● **WHAT TO DO**: Go through the material and return every line that contains the string "street".

● **PROVIDED RECORDS**:
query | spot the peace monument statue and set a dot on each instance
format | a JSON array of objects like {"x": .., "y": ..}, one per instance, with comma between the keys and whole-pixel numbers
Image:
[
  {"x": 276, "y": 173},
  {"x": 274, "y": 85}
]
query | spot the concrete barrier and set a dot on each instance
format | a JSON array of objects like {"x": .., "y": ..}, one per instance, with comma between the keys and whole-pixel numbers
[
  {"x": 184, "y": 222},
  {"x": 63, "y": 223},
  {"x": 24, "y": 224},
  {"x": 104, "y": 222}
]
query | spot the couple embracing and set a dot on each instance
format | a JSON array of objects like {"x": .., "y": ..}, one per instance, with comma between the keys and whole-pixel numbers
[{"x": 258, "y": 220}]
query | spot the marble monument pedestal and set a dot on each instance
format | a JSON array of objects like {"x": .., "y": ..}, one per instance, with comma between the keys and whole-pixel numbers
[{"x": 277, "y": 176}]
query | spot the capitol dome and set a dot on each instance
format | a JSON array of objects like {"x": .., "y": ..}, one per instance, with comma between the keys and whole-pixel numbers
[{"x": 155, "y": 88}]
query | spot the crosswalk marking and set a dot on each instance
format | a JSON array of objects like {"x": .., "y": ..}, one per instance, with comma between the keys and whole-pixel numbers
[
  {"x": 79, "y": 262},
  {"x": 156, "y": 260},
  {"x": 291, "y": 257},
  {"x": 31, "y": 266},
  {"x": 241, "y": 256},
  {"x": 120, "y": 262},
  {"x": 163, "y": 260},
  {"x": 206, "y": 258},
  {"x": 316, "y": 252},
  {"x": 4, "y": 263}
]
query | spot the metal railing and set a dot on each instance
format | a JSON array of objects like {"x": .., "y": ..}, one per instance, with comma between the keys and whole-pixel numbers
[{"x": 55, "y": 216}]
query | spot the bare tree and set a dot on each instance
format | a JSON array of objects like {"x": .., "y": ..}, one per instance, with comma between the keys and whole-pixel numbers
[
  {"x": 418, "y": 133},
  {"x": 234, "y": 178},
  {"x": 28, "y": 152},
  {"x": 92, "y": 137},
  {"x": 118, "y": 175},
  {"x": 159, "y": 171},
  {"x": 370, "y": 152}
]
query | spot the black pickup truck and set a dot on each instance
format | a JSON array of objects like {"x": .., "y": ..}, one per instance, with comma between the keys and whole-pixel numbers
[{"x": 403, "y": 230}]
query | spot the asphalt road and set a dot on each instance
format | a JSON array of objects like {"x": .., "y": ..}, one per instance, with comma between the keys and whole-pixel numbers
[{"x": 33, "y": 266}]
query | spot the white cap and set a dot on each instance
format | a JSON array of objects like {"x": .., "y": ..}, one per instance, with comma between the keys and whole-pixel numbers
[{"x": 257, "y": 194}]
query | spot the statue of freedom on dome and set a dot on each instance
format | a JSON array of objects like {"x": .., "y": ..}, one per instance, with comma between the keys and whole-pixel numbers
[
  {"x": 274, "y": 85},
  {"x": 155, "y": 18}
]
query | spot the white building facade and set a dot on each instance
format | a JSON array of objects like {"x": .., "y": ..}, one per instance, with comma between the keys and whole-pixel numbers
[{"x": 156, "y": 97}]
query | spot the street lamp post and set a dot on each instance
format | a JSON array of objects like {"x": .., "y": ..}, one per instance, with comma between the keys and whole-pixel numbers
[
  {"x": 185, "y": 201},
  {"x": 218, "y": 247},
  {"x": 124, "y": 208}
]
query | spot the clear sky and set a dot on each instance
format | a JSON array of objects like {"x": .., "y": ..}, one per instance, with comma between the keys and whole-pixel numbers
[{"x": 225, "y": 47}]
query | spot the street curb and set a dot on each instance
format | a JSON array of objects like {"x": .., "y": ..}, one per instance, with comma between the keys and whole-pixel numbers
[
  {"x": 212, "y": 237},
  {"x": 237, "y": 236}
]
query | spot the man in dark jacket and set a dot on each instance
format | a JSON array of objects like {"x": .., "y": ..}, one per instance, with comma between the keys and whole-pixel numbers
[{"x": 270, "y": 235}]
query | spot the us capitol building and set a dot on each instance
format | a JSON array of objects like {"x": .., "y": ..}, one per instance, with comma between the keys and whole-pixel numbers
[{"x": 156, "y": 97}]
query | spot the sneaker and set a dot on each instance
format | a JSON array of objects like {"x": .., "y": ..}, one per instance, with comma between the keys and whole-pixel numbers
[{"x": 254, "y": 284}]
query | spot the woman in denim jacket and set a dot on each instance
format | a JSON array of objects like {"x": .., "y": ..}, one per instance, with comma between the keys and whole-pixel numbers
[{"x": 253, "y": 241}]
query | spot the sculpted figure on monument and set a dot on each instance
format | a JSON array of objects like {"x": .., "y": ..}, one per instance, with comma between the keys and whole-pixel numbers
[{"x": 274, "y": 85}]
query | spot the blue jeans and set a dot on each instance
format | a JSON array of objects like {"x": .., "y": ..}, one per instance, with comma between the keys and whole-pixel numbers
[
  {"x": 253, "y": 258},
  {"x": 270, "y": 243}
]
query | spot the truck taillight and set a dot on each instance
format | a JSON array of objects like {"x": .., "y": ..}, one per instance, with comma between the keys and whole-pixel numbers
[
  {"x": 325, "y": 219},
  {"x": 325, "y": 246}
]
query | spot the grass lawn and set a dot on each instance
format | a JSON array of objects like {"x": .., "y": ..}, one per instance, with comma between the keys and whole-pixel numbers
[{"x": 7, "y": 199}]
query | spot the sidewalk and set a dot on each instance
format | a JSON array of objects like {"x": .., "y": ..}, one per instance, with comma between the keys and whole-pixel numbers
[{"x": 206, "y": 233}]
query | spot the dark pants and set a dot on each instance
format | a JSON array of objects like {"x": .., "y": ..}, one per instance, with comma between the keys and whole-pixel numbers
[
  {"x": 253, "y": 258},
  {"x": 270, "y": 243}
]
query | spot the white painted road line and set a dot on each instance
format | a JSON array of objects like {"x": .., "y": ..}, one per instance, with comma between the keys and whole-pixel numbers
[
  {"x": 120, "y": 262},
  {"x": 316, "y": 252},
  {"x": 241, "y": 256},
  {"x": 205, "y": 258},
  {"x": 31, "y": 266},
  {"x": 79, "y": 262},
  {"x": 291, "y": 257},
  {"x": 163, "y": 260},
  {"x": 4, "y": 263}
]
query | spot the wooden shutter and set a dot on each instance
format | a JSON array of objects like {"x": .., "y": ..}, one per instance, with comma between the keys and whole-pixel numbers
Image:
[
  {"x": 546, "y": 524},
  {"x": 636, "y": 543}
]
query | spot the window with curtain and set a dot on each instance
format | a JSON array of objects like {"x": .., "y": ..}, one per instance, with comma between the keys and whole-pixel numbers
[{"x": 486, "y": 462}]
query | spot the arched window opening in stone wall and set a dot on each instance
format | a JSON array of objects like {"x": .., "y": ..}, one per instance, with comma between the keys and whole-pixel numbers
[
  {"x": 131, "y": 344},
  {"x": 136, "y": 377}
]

● **TASK ANSWER**:
query | spot the street lamp post and set a dot on each instance
query | spot the street curb and set a dot on each instance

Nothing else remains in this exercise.